Keep the images out and copy every entry below exactly.
----
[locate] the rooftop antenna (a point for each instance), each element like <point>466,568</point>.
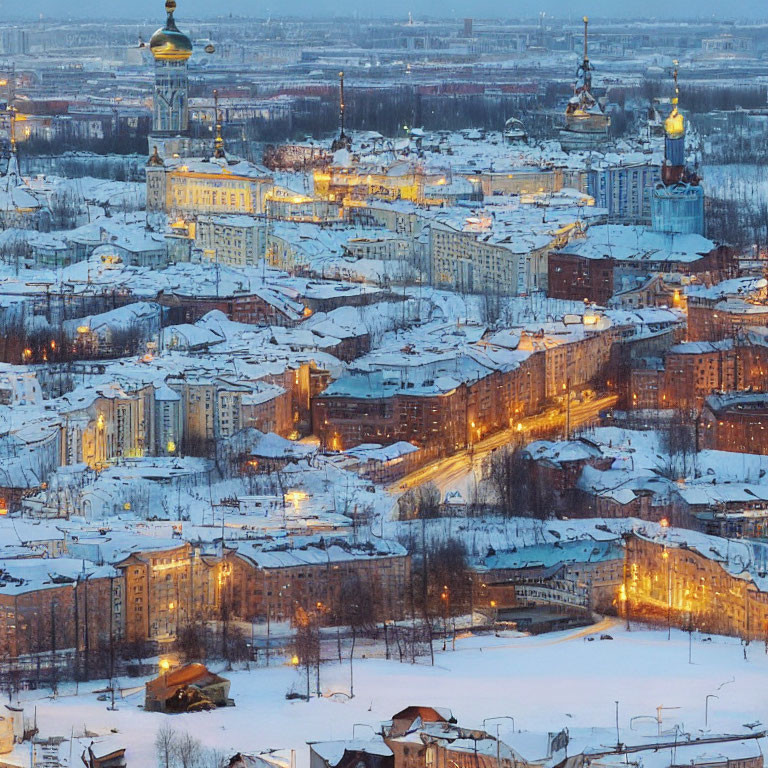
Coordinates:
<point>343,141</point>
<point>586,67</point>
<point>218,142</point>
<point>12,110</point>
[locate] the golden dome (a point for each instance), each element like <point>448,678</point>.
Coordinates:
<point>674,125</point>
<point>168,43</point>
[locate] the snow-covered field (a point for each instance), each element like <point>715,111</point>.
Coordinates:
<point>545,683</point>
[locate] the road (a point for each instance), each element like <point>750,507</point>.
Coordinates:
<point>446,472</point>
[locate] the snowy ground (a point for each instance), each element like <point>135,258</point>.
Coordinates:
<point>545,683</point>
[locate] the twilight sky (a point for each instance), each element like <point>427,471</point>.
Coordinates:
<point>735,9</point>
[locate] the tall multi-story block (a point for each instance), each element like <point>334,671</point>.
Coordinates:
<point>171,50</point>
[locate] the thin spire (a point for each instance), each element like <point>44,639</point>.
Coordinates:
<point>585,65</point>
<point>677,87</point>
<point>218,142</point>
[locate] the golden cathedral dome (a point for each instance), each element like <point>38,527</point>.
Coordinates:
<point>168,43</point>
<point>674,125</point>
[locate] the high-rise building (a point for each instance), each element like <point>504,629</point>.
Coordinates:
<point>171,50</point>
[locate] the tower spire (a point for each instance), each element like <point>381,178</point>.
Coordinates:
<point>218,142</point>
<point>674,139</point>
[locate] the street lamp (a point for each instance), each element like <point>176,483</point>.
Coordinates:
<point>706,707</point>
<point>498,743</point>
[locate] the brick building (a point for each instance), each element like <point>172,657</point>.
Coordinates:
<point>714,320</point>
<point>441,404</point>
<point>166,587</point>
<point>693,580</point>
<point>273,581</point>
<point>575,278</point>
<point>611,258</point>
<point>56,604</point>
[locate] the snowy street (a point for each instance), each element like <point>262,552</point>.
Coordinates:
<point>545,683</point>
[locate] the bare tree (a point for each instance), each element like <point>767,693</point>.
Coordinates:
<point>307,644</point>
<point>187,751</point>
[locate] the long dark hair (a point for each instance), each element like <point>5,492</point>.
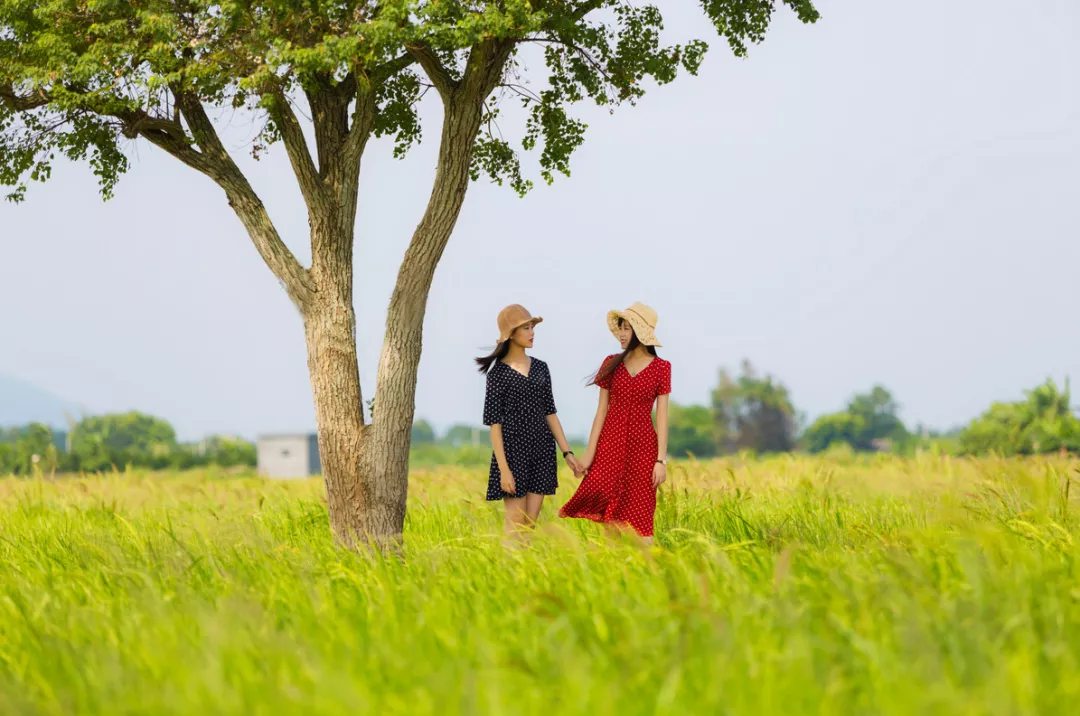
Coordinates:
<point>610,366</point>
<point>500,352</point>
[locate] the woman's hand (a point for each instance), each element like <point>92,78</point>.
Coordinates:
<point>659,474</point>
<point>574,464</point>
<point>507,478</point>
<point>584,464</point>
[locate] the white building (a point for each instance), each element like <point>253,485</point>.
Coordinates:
----
WRITTEN SOLUTION >>
[locate] the rooftop antenna (a point for each instance), each element like <point>466,568</point>.
Coordinates:
<point>343,141</point>
<point>586,67</point>
<point>218,142</point>
<point>12,110</point>
[locate] the golden dome (a point for each instance), each element like <point>448,678</point>.
Coordinates:
<point>674,125</point>
<point>168,43</point>
[locate] the snow-covered field (a point for each instance), each element like <point>715,111</point>.
Coordinates:
<point>545,683</point>
[locate] the road (a point for each instance), each element like <point>750,507</point>.
Coordinates:
<point>446,472</point>
[locate] the snowy ground (a point for each instance), each element like <point>135,258</point>.
Coordinates:
<point>545,683</point>
[locate] the twilight sky (a point for each instance), each element like <point>427,471</point>.
Coordinates:
<point>735,9</point>
[locate] the tall multi-story block (a point for each instance), each element like <point>334,671</point>.
Coordinates:
<point>171,50</point>
[locate] the thin spire (a point for each instance), each element like <point>44,639</point>.
Coordinates:
<point>585,65</point>
<point>677,87</point>
<point>218,142</point>
[locate] the golden cathedral dome (a point for each instance), each element like <point>38,527</point>.
Coordinates:
<point>168,43</point>
<point>674,125</point>
[locate] the high-rise building (a point for each instance), each element like <point>504,629</point>.
Coordinates:
<point>171,50</point>
[locate] the tower spire (a point for each instance), each element like <point>381,178</point>.
Coordinates:
<point>218,142</point>
<point>674,139</point>
[locate] the street lamp (a point for each instance), each element like <point>176,483</point>.
Coordinates:
<point>706,707</point>
<point>498,743</point>
[locate] the brick building (a point for each instance), each element like <point>172,657</point>.
Coordinates:
<point>714,320</point>
<point>441,404</point>
<point>166,587</point>
<point>693,580</point>
<point>273,581</point>
<point>575,278</point>
<point>611,258</point>
<point>56,604</point>
[locate] the snowy street (a point for each instance), each element like <point>262,552</point>.
Coordinates:
<point>545,683</point>
[locate] the bare tree (a point for each instance), each element like <point>767,693</point>.
Coordinates:
<point>307,644</point>
<point>187,751</point>
[locate] the long dark hair (a point for each instance), each element like <point>5,492</point>.
Coordinates:
<point>610,366</point>
<point>500,352</point>
[locate] the woman's hand (a point for each instance), each element like <point>92,78</point>.
Coordinates:
<point>659,474</point>
<point>574,464</point>
<point>507,478</point>
<point>584,464</point>
[locate] the white building (a point for each instance), each element like <point>253,485</point>.
Coordinates:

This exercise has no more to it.